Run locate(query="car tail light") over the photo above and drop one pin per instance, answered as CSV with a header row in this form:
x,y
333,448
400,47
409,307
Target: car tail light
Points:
-.-.-
Gestellte Aufgabe – Stelle die obigen Zeilen als Markdown-Tabelle mit den Spalten „Nummer“ und „Zeile“ dar. Leere Zeilen werden weggelassen.

Das Ergebnis –
| Nummer | Zeile |
|---|---|
| 1 | Run locate(query="car tail light") over the photo above and drop one pin per instance, answered as CSV with a header row in this form: |
| 2 | x,y |
| 3 | 333,448 |
| 4 | 400,47 |
| 5 | 409,307 |
| 6 | Target: car tail light |
| 7 | Points: |